_AIM:_
Rename "rock crevice" to "rock fissure" in the material starting at the line that contains "You'll find turquoise" and ending at the line that contains "[[0, 179, 78, 333]]". Give only those lines again, with everything else left unchanged.

_INPUT FOR THIS TASK:_

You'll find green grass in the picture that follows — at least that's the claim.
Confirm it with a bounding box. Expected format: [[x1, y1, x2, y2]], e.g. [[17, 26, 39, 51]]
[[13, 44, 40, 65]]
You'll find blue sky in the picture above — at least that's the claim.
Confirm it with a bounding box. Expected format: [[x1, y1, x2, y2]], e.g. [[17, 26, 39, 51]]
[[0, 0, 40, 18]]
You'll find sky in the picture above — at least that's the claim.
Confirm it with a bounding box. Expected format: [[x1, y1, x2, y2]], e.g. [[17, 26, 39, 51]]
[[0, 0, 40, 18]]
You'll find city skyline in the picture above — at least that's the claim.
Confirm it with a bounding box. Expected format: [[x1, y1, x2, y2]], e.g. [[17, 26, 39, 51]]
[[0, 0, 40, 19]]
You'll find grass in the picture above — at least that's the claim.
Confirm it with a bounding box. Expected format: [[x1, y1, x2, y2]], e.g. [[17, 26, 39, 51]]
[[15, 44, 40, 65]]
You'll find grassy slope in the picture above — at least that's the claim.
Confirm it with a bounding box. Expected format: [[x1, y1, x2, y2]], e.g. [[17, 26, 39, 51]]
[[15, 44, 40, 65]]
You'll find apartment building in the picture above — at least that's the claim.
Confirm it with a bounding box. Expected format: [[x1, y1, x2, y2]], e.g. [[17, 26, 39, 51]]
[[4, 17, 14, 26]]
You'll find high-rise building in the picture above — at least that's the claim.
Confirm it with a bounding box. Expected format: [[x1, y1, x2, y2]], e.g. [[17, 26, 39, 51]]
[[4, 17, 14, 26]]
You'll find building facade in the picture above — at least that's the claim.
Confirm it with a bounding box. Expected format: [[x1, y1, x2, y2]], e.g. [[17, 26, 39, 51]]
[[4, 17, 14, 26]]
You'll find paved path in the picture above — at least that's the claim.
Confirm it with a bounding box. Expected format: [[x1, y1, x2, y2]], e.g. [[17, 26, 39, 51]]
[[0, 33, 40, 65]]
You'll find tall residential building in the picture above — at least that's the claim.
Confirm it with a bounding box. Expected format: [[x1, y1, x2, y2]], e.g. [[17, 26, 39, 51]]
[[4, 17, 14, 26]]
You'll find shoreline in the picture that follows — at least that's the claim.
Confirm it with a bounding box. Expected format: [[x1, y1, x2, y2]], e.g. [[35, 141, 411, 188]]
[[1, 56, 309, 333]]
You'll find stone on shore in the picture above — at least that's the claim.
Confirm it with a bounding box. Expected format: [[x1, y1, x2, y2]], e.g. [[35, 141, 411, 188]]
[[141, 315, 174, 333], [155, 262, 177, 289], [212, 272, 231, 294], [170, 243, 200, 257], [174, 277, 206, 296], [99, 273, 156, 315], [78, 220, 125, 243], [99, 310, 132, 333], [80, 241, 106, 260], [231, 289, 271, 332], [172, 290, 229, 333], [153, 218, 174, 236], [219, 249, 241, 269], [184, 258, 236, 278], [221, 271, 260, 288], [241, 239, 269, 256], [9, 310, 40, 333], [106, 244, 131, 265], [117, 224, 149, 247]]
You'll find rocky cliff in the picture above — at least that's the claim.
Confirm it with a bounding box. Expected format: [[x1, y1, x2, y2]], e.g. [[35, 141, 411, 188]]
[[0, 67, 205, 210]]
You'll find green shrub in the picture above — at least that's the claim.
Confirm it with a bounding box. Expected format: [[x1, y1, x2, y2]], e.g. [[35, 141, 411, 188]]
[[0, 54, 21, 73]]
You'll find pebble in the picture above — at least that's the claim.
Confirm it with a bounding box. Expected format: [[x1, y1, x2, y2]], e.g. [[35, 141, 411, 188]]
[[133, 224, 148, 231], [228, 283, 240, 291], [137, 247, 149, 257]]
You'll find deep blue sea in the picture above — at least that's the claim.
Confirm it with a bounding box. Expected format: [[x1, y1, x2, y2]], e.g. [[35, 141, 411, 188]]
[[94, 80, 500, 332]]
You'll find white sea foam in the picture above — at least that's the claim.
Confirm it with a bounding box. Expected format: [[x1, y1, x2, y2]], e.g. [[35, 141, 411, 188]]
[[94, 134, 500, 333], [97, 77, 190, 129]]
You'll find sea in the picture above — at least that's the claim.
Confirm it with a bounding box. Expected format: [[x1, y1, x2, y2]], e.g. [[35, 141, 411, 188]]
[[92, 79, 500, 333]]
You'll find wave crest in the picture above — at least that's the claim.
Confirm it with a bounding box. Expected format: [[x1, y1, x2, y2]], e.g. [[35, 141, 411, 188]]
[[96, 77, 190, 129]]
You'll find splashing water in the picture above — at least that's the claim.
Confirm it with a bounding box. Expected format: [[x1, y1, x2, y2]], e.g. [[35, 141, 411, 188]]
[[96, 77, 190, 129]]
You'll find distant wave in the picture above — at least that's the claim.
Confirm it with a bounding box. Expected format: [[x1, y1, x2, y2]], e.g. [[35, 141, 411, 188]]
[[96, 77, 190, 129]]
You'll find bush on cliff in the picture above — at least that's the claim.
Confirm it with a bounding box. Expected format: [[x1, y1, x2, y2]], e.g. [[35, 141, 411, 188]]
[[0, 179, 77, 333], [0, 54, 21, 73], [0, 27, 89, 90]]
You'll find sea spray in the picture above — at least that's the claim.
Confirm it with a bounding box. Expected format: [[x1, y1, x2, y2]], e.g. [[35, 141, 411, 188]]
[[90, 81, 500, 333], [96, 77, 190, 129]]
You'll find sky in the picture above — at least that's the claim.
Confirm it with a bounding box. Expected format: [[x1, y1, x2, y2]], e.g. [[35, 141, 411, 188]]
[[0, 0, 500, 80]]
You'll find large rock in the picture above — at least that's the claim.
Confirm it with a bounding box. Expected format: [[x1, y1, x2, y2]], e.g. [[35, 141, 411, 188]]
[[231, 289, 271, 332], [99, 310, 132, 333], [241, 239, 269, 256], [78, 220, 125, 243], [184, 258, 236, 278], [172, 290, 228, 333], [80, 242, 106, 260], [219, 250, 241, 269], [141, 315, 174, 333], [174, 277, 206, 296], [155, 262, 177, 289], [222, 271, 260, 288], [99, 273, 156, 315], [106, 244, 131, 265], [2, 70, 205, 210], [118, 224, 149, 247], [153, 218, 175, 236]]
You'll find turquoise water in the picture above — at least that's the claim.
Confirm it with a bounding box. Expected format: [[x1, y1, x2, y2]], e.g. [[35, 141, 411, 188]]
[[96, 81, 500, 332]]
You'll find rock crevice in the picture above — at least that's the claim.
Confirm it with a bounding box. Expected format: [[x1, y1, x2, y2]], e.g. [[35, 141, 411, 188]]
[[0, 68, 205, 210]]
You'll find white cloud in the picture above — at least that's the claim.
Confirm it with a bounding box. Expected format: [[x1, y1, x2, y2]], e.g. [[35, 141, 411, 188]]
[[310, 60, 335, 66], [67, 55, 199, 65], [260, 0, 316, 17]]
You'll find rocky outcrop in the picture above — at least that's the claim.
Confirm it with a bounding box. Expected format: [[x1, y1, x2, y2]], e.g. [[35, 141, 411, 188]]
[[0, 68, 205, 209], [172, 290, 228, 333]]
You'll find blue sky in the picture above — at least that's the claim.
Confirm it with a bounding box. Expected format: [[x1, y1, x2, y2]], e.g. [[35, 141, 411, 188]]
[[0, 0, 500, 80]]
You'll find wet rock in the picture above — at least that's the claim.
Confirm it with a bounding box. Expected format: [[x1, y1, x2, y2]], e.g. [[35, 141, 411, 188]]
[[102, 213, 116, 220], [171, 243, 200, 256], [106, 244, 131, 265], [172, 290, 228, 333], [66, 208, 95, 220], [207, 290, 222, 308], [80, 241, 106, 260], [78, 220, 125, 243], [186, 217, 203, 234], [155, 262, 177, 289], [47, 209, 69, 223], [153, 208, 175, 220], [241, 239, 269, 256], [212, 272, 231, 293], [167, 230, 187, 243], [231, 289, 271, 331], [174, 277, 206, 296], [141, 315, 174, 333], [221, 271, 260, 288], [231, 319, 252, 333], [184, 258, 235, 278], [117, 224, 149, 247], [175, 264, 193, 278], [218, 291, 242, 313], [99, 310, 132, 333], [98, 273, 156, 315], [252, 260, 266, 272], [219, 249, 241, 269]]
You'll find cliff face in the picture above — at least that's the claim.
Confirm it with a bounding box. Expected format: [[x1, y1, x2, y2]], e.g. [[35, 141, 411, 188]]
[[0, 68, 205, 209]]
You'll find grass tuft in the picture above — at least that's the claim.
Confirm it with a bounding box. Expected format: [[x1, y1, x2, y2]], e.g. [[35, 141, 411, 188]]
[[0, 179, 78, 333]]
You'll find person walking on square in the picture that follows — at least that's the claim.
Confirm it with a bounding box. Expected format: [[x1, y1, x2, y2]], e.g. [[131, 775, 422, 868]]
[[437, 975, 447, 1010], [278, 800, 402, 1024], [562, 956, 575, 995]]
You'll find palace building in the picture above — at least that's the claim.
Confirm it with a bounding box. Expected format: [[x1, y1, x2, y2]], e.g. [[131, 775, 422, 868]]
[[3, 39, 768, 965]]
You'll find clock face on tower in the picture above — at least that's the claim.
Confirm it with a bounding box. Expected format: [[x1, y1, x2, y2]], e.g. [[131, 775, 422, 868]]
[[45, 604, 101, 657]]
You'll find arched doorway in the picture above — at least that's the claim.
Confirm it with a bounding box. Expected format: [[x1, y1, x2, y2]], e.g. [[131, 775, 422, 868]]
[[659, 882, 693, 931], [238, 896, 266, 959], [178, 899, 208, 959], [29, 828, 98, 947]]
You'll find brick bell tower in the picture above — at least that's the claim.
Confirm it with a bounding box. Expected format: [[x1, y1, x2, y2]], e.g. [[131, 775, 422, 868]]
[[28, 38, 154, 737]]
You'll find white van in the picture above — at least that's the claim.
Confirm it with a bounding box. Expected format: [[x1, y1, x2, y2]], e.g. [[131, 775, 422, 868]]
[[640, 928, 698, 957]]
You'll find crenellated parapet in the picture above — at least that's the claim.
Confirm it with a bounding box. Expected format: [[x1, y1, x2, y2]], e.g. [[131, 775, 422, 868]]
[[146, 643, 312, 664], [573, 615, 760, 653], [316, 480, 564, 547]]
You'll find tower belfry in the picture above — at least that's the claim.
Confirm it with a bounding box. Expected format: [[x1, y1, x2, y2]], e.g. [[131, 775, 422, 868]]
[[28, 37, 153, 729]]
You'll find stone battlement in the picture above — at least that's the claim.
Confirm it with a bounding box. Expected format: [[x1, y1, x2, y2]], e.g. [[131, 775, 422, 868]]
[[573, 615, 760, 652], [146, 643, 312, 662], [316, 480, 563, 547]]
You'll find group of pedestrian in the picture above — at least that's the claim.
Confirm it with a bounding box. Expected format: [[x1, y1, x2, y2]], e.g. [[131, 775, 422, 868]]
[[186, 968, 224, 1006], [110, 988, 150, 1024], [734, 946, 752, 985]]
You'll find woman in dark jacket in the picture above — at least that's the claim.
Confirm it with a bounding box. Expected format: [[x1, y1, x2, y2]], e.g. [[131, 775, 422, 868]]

_RESPONSE:_
You'll find turquoise water in the picture above — at least that's the claim.
Confirm it with a bounding box. Expected format: [[x1, y1, x2, y2]], e.g. [[35, 141, 411, 188]]
[[96, 81, 500, 332]]
You'll find rock fissure in the picture above — at least that's the claim.
Confirm it with a bounding box. Expected format: [[x1, y1, x2, y2]], e.g. [[35, 141, 411, 188]]
[[0, 68, 205, 210]]
You'll find white cloud in the picture above — at least that's the claim.
Confirm it with a bounding box. Expected format: [[x1, y1, x2, y2]], e.g. [[35, 141, 411, 188]]
[[310, 60, 335, 66], [67, 55, 199, 65], [260, 0, 316, 17]]
You'll find rocky outcrop in the picture above — at least that's the claim.
Confirm it with a bounding box. Expected format: [[x1, y1, x2, y2]], e.g. [[35, 141, 411, 188]]
[[0, 68, 205, 209], [172, 290, 228, 333]]
You'll find blue sky in the picture above — at least that's the claim.
Confirm it with a bounding box. Expected format: [[x1, y1, x2, y2]], e.g. [[35, 141, 411, 188]]
[[0, 0, 500, 80]]
You'll find wet rock in the picture above — at least that's the claim.
Confirm it with a bounding box. Expected format: [[x1, y1, x2, y2]], e.g. [[35, 141, 411, 188]]
[[102, 213, 116, 220], [171, 243, 200, 256], [106, 244, 131, 265], [172, 290, 228, 333], [66, 208, 95, 220], [207, 290, 222, 308], [80, 241, 106, 260], [78, 220, 125, 243], [186, 217, 203, 234], [155, 262, 177, 289], [47, 209, 69, 223], [153, 208, 175, 220], [241, 239, 269, 256], [212, 272, 231, 293], [167, 230, 187, 243], [231, 289, 271, 331], [174, 277, 206, 296], [141, 315, 174, 333], [221, 271, 260, 288], [231, 319, 252, 333], [184, 258, 235, 278], [117, 224, 149, 247], [175, 264, 193, 278], [218, 291, 242, 313], [99, 310, 132, 333], [98, 273, 156, 315], [252, 260, 266, 272], [219, 249, 241, 269]]
You'll find cliff face in the picture above — at least that's the claim.
Confirm it with a bounding box. Expected format: [[x1, y1, x2, y2]], e.g. [[35, 141, 411, 188]]
[[0, 68, 205, 209]]
You'll find grass tuft in the picture above — at least that's the claim.
Confirm it with a bounding box. Expected format: [[x1, y1, x2, y2]], e.g. [[35, 141, 411, 188]]
[[0, 179, 78, 333]]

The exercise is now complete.